_WRITTEN TASK A:_ Write out a passage of the Fort Worth garage purchase text word for word. Begin at the words "Item 5.02. Departure" and stop after the words "of Certain Officers.".

On February 27, 2015, the Board of Directors of MVP REIT, Inc., approved that its advisors and through its wholly owned entity, MVP Fort Worth Taylor, LLC, as purchaser, proceed with a Purchase and Sale Agreement with LAZ/LA VI THE, L.P., a Delaware limited partnership, or seller, and First American Title Insurance Company, as escrow agent, for the purchase of a multi-level parking garage consisting of approximately 1,013 parking spaces, together with approximately 11,828 of office space, located in Fort Worth, Texas, for a purchase price of $23.5 million, plus closing costs.  The purchaser will be assuming the existing financing.  The existing loan has a balance of approximately $12.2 million at a rate of 5.59% and has been approved by the lender subject to satisfaction of final closing documents.

The material items of the Fort Worth Purchase Agreement include: (i) a due diligence period that was originally forty-five days from the Effective Date, or the date both parties execute the Fort Worth Purchase Agreement, and has been subsequently extended to March 10, 2015; (ii) an initial earnest money deposit of two hundred fifty thousand dollars which was deposited with escrow agent upon purchaser’s execution of the agreement, and shall be applied to the purchase price(the earnest money deposit is nonrefundable unless the agreement is terminated during the due diligence period for Seller’s failure to meet a condition precedent or except in limited circumstances, such as seller’s breach of the Fort Worth Purchase Agreement); and (iii) a closing date of March 16, 2015, or such sooner date as mutually agreed to by both Seller and Purchaser. The Fort Worth Purchase Agreement also contains additional covenants, representations and warranties and other provisions that are customary of real estate purchase and sale agreements.

Item 5.02. Departure of Directors or Certain Officers; Election of Directors, Appointment of Certain Officers; Compensatory Arrangements of Certain Officers.

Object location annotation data
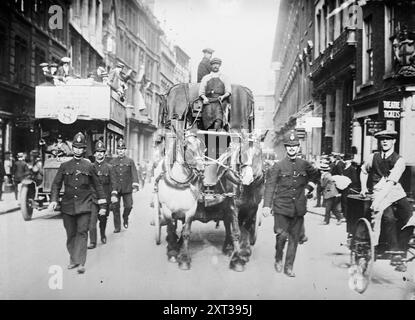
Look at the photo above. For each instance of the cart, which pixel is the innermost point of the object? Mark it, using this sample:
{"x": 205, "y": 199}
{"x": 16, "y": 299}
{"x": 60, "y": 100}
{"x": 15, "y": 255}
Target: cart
{"x": 361, "y": 241}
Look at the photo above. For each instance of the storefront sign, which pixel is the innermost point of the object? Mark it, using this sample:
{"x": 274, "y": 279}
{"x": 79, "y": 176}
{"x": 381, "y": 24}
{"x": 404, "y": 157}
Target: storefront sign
{"x": 65, "y": 102}
{"x": 391, "y": 109}
{"x": 373, "y": 126}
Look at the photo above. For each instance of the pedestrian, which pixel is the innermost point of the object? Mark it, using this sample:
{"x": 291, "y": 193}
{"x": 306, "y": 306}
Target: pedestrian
{"x": 127, "y": 182}
{"x": 290, "y": 182}
{"x": 2, "y": 175}
{"x": 81, "y": 184}
{"x": 20, "y": 171}
{"x": 106, "y": 174}
{"x": 349, "y": 171}
{"x": 204, "y": 67}
{"x": 331, "y": 194}
{"x": 385, "y": 169}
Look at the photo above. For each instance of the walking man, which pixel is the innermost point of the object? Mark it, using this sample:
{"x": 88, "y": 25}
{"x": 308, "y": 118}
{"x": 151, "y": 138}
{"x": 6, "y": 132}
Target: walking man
{"x": 106, "y": 176}
{"x": 127, "y": 181}
{"x": 20, "y": 171}
{"x": 204, "y": 67}
{"x": 289, "y": 183}
{"x": 81, "y": 183}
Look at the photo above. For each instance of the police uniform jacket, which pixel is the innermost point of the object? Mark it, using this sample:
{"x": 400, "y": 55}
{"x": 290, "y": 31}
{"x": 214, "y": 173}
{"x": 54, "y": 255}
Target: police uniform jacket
{"x": 285, "y": 185}
{"x": 106, "y": 175}
{"x": 125, "y": 174}
{"x": 81, "y": 182}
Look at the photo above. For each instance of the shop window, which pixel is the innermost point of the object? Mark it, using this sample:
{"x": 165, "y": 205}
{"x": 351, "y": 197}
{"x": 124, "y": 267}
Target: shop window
{"x": 367, "y": 50}
{"x": 389, "y": 35}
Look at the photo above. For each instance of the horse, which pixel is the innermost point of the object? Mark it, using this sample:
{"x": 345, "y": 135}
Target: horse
{"x": 178, "y": 189}
{"x": 237, "y": 193}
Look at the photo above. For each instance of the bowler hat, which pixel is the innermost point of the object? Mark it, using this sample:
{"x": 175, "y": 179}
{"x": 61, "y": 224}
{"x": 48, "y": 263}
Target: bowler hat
{"x": 386, "y": 134}
{"x": 291, "y": 139}
{"x": 79, "y": 140}
{"x": 216, "y": 60}
{"x": 324, "y": 166}
{"x": 100, "y": 146}
{"x": 208, "y": 50}
{"x": 66, "y": 60}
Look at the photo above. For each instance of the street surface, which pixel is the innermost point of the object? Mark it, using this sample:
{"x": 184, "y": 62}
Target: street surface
{"x": 132, "y": 266}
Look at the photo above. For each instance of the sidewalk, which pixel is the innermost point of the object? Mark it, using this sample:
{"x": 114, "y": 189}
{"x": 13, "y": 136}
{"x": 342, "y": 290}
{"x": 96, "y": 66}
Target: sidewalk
{"x": 9, "y": 203}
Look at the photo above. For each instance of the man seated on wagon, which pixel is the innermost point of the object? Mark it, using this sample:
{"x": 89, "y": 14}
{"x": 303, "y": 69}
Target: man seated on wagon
{"x": 214, "y": 91}
{"x": 386, "y": 168}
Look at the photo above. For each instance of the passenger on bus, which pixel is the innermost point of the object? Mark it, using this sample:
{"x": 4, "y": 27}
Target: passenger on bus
{"x": 214, "y": 91}
{"x": 204, "y": 67}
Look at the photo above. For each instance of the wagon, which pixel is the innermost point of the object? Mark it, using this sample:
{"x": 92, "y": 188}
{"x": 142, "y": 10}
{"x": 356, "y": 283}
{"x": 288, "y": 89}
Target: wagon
{"x": 79, "y": 106}
{"x": 361, "y": 241}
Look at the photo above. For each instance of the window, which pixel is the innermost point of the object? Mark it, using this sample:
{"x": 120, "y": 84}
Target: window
{"x": 389, "y": 33}
{"x": 22, "y": 65}
{"x": 367, "y": 50}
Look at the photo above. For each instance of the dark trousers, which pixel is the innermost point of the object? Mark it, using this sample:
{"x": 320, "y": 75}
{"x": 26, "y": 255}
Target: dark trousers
{"x": 333, "y": 205}
{"x": 393, "y": 221}
{"x": 76, "y": 227}
{"x": 319, "y": 194}
{"x": 127, "y": 199}
{"x": 287, "y": 228}
{"x": 102, "y": 222}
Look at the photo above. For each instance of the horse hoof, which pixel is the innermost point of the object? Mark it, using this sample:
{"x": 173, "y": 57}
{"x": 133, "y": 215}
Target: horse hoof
{"x": 172, "y": 259}
{"x": 184, "y": 266}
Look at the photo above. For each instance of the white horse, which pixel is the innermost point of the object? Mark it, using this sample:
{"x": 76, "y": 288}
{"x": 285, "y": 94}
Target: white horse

_WRITTEN TASK B:_ In the rows, begin at the line that has "horse hoof, which" and go through the end of the rows. Give only those lines again, switching "innermost point" to "central point" and leaving everything else unchanged.

_EXPECTED ANSWER A:_
Item 5.02. Departure of Directors or Certain Officers; Election of Directors, Appointment of Certain Officers; Compensatory Arrangements of Certain Officers.

_EXPECTED ANSWER B:_
Look at the photo above. For each instance of the horse hoof, which pixel is the central point of the object? Mark it, using this sample:
{"x": 173, "y": 57}
{"x": 133, "y": 215}
Target: horse hoof
{"x": 172, "y": 259}
{"x": 184, "y": 266}
Look at the photo above. For each instance of the white horse, which pixel is the central point of the object? Mark it, using this sample:
{"x": 76, "y": 288}
{"x": 285, "y": 94}
Target: white horse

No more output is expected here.